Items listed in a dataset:
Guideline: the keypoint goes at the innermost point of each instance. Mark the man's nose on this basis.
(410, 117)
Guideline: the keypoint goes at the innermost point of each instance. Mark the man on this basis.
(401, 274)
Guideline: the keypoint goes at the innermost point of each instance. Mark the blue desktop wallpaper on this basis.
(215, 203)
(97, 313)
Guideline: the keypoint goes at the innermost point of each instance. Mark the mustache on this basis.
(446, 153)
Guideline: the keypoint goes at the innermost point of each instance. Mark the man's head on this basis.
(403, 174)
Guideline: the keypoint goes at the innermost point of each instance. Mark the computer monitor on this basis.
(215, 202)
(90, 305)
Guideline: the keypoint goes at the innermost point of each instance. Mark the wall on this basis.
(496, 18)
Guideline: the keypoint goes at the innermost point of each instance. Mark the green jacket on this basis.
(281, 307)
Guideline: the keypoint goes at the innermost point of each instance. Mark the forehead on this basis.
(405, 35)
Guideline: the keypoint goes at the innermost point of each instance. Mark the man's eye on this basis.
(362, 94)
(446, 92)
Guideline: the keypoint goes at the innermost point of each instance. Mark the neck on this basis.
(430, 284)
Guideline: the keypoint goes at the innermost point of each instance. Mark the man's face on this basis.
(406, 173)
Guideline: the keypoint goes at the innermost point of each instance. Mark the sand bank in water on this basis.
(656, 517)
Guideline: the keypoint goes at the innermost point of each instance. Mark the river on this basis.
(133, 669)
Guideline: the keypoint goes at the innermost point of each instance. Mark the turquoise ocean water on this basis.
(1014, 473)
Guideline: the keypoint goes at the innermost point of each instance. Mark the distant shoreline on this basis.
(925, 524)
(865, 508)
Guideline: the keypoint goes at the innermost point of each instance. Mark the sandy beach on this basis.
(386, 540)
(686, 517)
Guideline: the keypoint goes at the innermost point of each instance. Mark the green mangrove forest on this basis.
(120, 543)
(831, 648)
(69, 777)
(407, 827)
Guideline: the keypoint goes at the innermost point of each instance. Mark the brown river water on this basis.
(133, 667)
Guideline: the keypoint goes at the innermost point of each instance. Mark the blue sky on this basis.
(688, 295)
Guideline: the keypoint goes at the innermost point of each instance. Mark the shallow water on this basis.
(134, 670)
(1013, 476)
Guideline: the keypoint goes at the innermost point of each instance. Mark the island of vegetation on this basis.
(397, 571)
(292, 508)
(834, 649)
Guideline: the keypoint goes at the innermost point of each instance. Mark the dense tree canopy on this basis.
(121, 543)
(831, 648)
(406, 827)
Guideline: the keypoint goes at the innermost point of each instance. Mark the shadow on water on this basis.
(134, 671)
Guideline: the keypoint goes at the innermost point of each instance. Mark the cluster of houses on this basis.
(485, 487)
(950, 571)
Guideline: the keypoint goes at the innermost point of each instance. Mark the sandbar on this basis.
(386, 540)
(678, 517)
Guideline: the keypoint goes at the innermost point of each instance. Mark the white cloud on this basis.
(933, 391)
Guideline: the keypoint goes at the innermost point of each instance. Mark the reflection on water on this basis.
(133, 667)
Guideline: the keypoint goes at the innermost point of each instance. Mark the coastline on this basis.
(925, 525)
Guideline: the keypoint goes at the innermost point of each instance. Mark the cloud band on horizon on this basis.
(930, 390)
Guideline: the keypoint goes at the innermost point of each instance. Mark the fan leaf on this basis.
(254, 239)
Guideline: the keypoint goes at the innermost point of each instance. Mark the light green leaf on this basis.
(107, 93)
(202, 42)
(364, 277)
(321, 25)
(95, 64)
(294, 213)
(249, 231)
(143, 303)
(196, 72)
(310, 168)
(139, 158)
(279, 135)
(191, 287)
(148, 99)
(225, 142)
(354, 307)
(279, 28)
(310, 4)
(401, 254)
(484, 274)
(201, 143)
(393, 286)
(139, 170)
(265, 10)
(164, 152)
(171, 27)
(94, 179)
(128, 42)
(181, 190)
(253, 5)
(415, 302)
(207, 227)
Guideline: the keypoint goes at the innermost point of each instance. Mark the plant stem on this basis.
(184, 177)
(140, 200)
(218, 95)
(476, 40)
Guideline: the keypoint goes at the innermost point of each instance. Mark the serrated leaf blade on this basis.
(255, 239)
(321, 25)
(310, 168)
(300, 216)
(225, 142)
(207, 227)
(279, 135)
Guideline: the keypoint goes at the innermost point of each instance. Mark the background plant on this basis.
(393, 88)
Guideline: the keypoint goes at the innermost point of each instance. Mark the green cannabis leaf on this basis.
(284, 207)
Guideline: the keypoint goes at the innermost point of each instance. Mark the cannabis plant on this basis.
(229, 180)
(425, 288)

YOUR OBJECTIVE: Each record should be returned precisely as written.

EXERCISE OUTPUT:
Guideline: the keypoint goes at the innermost point of each instance. Mark the man's nose on this basis.
(410, 117)
Guideline: the keypoint goes at the innermost point of each instance. Mark the man on this basis.
(401, 274)
Guideline: the keypoint goes at the innermost point of each instance. Mark the blue desktop wallpaper on this basis.
(215, 203)
(97, 313)
Guideline: the keypoint goes at the innermost point of each instance. Mark the mustache on this basis.
(446, 153)
Guideline: the keypoint goes at the innermost point of each instance. Mark the man's head on this basis.
(403, 174)
Guideline: the keypoint goes at the innermost point of each instance. Mark the computer monitor on this basis.
(215, 202)
(90, 305)
Guideline: the keypoint goes at the innermost point of each instance. Mark the wall on this basis.
(496, 18)
Guideline: the keypoint goes at the innermost point of each instance. Mark the green jacket on this basis.
(281, 307)
Guideline: the keypoint goes at the innermost point of each instance. Mark the forehead on this basis.
(405, 35)
Guideline: the keypoint goes at the innermost point of each instance. Mark the man's eye on this basis.
(362, 94)
(446, 92)
Guideline: the keypoint goes at the innermost point of each instance. Mark the neck on this basis.
(430, 284)
Guideline: the keypoint goes at the innermost point of each instance. Mark the man's face on this basis.
(406, 173)
Guideline: the keypoint goes at the innermost point of each instance. Mark the sand bank in water on this basis.
(656, 517)
Guideline: the keypoint goes at the innermost point of each instance. Mark the river on this basis.
(133, 669)
Guideline: the keypoint goes at the innermost point of each instance. Mark the turquoise ocean water on this basis.
(1014, 473)
Guideline: the keypoint goes at the innermost point of each instance. Mark the distant shoreline on this basis.
(925, 524)
(865, 508)
Guideline: the keypoint goes at the innermost point of each instance. Mark the sandy beach on this basis.
(386, 540)
(686, 517)
Guideline: the keypoint goes at the innermost point of each instance. Mark the green mangrove forest on this basis.
(120, 543)
(831, 648)
(69, 777)
(407, 827)
Guideline: the keypoint goes at the innermost point of each instance. Mark the brown river water on this basis.
(133, 667)
Guideline: the keypoint goes at the innermost point of each instance. Mark the blue sky on this basis.
(688, 295)
Guideline: the keypoint goes at the innermost point of each instance. Mark the shallow water on this basis.
(134, 670)
(1013, 476)
Guideline: the keypoint goes at the innermost point of each instance. Mark the island of vegetation on this basis.
(397, 571)
(292, 508)
(834, 649)
Guideline: the keypoint goes at the innermost point of each instance. Mark the dense tree canopy on this basis.
(121, 543)
(831, 648)
(406, 827)
Guideline: the keypoint goes at the innermost point of each instance. Mark the shadow on water on this basis.
(134, 671)
Guideline: the keypoint goes at the innermost point of each instance. Mark the cluster of houses on this basis.
(485, 487)
(950, 571)
Guideline: the keypoint goes at the innermost point of each instance. Mark the sandbar on this basis.
(386, 540)
(678, 517)
Guideline: the keypoint goes at the innermost point of each instance. Mark the white cloud on this basis.
(933, 391)
Guideline: the keypoint goes at the innermost point of each instance. Mark the reflection on water on this basis.
(133, 667)
Guideline: the keypoint goes at the innermost point of each instance. Mark the coastline on this basis.
(925, 525)
Guideline: the keypoint goes at the innermost point of each instance. Mark the cloud band on horizon on this basis.
(930, 390)
Guideline: the keypoint goes at the innermost point of each instance. Mark the fan leaf on this basis.
(254, 239)
Guideline: the keypoint goes at the innermost point of each instance. Mark the light green leaf on this basis.
(107, 93)
(202, 42)
(364, 277)
(321, 25)
(95, 64)
(294, 213)
(249, 231)
(143, 303)
(196, 72)
(310, 168)
(139, 158)
(279, 135)
(191, 287)
(148, 99)
(225, 142)
(354, 307)
(279, 28)
(310, 4)
(401, 254)
(484, 274)
(201, 143)
(393, 286)
(139, 170)
(265, 10)
(164, 152)
(171, 27)
(94, 179)
(128, 42)
(181, 190)
(253, 5)
(415, 302)
(207, 227)
Guideline: the keypoint goes at the innermost point of each instance. Mark the plant stem on this basis.
(184, 177)
(140, 200)
(218, 95)
(476, 40)
Guideline: the keypoint goes at the innermost point of each instance. Mark the serrated leaf blade on this basis.
(255, 239)
(321, 25)
(310, 168)
(300, 216)
(225, 142)
(207, 227)
(279, 135)
Guideline: the keypoint goes at the innermost point of each instance. Mark the background plant on this basis.
(393, 88)
Guideline: the keypoint goes at the innermost point of each instance. Mark the green cannabis leaf on this basis.
(284, 207)
Guideline: the keypoint goes at the innermost point of each instance. Mark the cannabis plant on this basis.
(229, 180)
(425, 288)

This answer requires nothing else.